November 2, 2023

Thomas Egger – Portugal Elements

Heute sprechen wir mit Thomas Egger, einem Koch, der Mitglied der „Green-Chefs“ ist und zugleich ein unglaublich innovativer Unternehmer.
Doch jetzt fragt ihr euch sicher, was sind die „Green-Chefs“?

Green-Chefs wurden 2013 ins Leben gerufen und sind eine Gemeinschaft besonders fairer und verantwortungsvoller Gastronomen. Hier wurde Thomas Egger zum Partner ernannt und erhält damit die Auszeichnung, ein besonders nachhaltiger Betrieb zu sein. Vor zwanzig Jahren entschied Thomas mit seiner Frau, eine gebürtige Portugiesin, von Österreich nach Portugal auszuwandern und das Restaurant Tabua D’ aco zu eröffnen. Die innovativen Ideen und die daraus entstandenen Firmen sind sehr außergewöhnlich und wir dachten uns, dies ist interessant für Neugründer und auch für Bewährte, die eine Inspiration benötigen: Denn der Weg ist häufig nicht einfach, jedoch total spannend.

▸ Gegebene Daten
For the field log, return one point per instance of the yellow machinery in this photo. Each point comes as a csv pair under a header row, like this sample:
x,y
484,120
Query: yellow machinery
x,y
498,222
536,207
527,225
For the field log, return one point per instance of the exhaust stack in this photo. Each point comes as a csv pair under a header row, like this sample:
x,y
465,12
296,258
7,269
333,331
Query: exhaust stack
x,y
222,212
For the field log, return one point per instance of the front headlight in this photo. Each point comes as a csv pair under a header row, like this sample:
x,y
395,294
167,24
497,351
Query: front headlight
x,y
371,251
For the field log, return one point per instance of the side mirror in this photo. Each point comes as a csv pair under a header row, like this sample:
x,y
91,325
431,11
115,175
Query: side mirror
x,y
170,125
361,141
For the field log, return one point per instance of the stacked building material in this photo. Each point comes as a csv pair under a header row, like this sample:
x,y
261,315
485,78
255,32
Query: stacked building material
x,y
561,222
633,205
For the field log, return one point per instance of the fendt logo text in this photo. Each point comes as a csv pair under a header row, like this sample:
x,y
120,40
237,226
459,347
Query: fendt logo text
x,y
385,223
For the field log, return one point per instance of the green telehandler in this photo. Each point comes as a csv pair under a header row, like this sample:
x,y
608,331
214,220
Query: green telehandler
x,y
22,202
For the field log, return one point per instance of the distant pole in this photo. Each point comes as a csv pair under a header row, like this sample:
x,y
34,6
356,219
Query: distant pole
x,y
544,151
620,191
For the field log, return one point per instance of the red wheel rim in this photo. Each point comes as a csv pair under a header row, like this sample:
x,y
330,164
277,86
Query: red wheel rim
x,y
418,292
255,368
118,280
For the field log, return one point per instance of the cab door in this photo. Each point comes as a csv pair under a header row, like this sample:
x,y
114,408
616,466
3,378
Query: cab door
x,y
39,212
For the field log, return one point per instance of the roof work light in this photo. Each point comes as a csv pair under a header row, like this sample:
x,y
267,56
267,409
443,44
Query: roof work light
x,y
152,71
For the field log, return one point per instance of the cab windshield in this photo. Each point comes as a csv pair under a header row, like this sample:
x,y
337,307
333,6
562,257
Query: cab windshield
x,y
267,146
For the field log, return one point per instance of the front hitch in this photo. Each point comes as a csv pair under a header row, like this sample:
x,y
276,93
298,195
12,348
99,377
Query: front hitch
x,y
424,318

▸ Arbeitsauftrag
Schreibe den oben stehenden Text über Thomas Egger im Anschluss an seinen letzten Satz weiter.

▸ Lösung
Hallo Thomas, zuerst einmal vielen Dank, dass Du dir die Zeit nimmst und uns heute von der beeindruckenden Firmengeschichte erzählen.

Sehr gerne, es freut mich euch zu begrüßen und bin auf die Fragen gespannt.

Perfekt, dann steigen wir sofort in unser heutiges Thema ein. Wir haben uns dazu ein paar Fragen herausgesucht, die eine gute Übersicht für alle interessierten Neugründer bieten.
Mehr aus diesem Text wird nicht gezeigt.